<<<<

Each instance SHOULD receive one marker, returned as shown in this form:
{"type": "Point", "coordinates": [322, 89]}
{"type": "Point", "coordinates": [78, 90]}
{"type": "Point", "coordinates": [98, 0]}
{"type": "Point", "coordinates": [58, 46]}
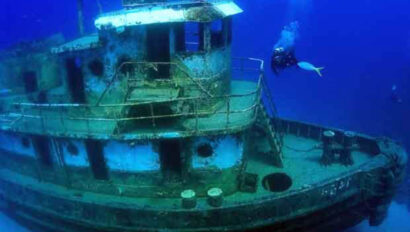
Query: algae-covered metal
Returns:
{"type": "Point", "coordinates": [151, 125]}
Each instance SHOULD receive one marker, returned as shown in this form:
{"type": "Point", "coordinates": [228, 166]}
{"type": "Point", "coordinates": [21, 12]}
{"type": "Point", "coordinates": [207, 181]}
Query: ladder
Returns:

>>>>
<<<<

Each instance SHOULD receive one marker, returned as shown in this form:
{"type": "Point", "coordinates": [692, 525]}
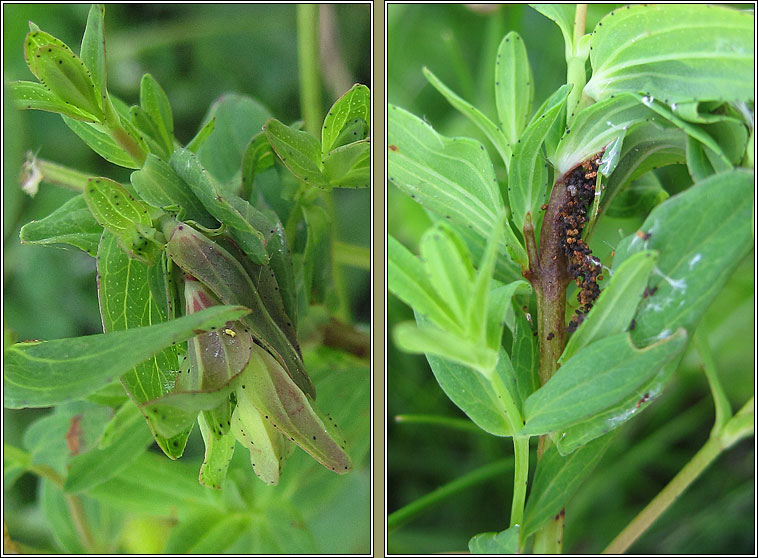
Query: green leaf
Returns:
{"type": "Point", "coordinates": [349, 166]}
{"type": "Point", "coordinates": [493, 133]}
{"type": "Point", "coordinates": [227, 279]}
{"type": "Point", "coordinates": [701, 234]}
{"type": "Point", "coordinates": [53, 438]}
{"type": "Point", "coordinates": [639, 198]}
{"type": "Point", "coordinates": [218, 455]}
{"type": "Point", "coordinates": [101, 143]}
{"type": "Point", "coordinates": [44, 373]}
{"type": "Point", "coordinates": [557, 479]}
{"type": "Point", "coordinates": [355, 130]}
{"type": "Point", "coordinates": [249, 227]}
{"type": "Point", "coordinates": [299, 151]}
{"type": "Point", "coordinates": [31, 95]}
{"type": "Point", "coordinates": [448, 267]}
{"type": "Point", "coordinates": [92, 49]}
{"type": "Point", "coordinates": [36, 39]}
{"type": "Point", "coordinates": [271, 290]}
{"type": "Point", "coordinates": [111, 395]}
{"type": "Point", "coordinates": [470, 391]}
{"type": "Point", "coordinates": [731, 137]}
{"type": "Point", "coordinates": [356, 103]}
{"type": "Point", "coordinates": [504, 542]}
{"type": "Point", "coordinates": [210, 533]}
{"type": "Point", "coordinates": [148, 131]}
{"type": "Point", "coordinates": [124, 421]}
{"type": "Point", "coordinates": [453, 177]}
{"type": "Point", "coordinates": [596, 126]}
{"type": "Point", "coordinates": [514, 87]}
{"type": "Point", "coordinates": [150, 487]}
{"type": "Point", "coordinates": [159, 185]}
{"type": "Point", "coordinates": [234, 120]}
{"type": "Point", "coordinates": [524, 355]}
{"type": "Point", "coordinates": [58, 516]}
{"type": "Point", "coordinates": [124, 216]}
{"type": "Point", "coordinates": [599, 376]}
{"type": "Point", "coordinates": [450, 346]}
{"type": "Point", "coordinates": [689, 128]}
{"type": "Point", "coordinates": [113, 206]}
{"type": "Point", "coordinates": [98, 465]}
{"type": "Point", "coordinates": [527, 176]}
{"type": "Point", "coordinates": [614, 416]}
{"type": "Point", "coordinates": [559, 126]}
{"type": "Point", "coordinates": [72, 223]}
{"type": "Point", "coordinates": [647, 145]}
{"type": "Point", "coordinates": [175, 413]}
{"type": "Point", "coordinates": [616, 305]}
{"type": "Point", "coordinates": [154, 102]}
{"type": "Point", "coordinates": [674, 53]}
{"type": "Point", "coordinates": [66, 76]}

>>>>

**Request**
Count the lines above that contain the string "Query", treating uppercase and lowercase letters as different. Reply with the number alone.

**Reply to the exercise**
3